**Problem to solve**
Repeat word for word the part of the Damascus countryside news report between "Hundreds more people" and "Arab from Ghouta.", inclusive.

**Quoted passage**
BEGIN

Hundreds flee massive regime offensive on Damascus countryside

Hundreds flee massive regime offensive on Damascus countryside
Hundreds have been displaced as the Syrian regime kicks off a large-scale military campaign in rural areas surrounding Damascus.
3 min read
19 May, 2016
Opposition-held Ghouta has come under an intensified regime offensive [Getty]

Hundreds more people were displaced in the East Ghouta countryside on Thursday, as the Syrian regime launched a large-scale military campaign in the area.

"The towns of the south of the province have witnessed mass displacement following the Syrian regime progressing in the regime and its establishment over serveral towns in the region," media activist Mohammed Abu Samir told The New Arab from Ghouta.

Syrian troops, backed by fighters from the Lebanese Shia movement Hizbollah, wrested control of a key town and nine surrounding villages outside Damascus from rebels on Thursday, a monitor said.

Regime-aligned fighters used clashes between rival rebel factions Jaish al-Islam and Faylaq al-Rahman as an opportunity to retake the town of Deir al-Assafir, reported the Syrian Observatory for Human Rights.

As rebels summoned their fighters from Deir al-Assafir to the front-line, regime forces launched "a violent attack and heavy air campaign resulting in them controlling the town" in the opposition bastion of Eastern Ghouta, said the Observatory's head.

They were then able to "advance rapidly in the south of Eastern Ghouta after rebel fighters retreated after losing Deir al-Assafir, fearing they would be besieged", Rami Abdel Rahman added.

Hundreds of families fled the area, which Islamist rebels had controlled since 2012.

In April, fighting pitted Jaish al-Islam against Faylaq al-Rahman and another rebel group, Jaish al-Fustat - both allied to The Nusra Front, Syria's al-Qaeda franchise.
[click to enlarge]


The regime had been trying to retake Deir al-Assafir since February, Abdel Rahman said, despite Eastern Ghouta being included in a fragile nationwide ceasefire between the army and rebels.

END

**Listed entries**
BEGIN

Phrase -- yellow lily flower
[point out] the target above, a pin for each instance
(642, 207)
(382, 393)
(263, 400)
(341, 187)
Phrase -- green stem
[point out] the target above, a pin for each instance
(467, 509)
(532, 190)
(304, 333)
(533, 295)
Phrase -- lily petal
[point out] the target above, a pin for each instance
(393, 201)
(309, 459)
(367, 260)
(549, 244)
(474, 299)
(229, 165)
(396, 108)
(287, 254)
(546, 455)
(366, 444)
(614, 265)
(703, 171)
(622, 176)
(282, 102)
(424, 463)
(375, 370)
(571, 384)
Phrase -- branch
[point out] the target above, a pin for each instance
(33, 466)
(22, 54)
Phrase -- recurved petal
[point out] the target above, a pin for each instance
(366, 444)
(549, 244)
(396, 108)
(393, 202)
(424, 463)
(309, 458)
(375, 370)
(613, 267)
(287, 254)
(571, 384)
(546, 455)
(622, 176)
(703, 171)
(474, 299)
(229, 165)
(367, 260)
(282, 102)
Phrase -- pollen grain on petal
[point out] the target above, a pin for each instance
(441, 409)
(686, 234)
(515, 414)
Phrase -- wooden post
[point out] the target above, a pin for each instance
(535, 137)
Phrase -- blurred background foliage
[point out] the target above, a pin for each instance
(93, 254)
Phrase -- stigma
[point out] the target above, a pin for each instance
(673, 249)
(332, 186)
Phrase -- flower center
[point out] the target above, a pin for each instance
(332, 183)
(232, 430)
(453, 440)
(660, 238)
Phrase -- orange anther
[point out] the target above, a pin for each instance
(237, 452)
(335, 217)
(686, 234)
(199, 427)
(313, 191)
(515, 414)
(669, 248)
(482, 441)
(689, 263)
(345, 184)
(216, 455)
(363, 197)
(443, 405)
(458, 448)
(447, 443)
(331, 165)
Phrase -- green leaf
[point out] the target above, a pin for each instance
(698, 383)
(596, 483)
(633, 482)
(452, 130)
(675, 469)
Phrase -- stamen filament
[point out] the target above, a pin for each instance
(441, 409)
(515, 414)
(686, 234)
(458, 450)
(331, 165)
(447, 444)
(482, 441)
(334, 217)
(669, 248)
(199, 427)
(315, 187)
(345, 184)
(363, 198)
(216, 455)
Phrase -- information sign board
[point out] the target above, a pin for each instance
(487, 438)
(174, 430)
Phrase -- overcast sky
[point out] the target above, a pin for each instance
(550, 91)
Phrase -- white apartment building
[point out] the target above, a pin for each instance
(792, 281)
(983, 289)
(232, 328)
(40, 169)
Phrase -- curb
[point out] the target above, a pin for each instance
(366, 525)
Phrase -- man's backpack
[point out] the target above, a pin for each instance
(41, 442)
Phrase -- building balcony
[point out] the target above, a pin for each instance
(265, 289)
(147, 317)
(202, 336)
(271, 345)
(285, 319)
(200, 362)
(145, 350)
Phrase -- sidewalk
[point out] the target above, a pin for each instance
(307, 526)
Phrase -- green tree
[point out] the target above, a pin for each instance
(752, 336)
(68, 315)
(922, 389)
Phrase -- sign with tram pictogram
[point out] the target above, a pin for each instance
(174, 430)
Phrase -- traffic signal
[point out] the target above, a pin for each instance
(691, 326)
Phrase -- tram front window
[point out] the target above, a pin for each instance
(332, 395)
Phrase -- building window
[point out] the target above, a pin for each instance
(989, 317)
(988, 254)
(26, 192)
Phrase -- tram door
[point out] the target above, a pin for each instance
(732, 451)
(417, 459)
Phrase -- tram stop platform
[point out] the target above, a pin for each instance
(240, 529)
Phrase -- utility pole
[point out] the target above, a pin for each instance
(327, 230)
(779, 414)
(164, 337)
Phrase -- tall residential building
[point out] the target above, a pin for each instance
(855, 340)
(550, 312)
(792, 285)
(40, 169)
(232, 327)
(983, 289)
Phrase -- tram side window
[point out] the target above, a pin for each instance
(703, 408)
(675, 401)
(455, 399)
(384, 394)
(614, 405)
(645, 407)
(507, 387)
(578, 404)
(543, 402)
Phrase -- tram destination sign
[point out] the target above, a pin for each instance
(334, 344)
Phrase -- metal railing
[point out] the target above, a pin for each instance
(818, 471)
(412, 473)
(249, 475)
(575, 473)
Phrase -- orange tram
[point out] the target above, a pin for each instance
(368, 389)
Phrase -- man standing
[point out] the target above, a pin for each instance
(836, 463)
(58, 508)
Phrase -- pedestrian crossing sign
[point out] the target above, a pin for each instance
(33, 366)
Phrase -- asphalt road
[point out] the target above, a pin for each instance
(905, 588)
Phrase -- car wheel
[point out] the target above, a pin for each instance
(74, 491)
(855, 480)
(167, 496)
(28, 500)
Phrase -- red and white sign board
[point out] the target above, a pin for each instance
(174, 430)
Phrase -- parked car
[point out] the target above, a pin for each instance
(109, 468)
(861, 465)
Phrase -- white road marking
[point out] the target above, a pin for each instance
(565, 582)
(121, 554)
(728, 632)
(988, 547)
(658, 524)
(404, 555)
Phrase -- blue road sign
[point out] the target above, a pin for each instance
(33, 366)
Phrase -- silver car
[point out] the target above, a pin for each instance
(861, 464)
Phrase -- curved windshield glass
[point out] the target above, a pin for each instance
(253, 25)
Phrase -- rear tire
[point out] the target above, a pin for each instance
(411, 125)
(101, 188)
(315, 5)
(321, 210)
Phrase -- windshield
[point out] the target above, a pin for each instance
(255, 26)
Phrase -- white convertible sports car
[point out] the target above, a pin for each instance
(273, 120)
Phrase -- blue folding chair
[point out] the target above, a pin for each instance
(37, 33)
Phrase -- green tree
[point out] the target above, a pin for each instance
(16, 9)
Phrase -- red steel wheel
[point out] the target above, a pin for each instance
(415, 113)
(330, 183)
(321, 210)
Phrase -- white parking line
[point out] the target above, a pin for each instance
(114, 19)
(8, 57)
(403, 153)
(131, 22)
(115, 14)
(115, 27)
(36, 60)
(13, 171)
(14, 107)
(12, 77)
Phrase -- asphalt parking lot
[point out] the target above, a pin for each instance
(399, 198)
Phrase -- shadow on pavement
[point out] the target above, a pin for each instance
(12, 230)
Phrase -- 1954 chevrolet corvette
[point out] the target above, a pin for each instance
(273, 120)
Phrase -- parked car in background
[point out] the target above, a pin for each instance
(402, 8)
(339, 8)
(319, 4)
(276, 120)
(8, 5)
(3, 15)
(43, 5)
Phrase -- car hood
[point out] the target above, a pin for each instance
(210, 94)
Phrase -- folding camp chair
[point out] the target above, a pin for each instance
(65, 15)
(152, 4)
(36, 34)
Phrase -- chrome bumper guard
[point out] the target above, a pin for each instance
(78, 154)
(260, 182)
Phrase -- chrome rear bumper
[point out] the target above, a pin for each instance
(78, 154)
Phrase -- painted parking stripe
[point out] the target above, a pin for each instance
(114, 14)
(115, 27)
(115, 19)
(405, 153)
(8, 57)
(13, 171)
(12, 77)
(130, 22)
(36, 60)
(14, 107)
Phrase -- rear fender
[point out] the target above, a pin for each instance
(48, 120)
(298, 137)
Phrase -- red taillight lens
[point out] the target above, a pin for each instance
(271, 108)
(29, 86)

END

**Answer box**
Hundreds more people were displaced in the East Ghouta countryside on Thursday, as the Syrian regime launched a large-scale military campaign in the area.

"The towns of the south of the province have witnessed mass displacement following the Syrian regime progressing in the regime and its establishment over serveral towns in the region," media activist Mohammed Abu Samir told The New Arab from Ghouta.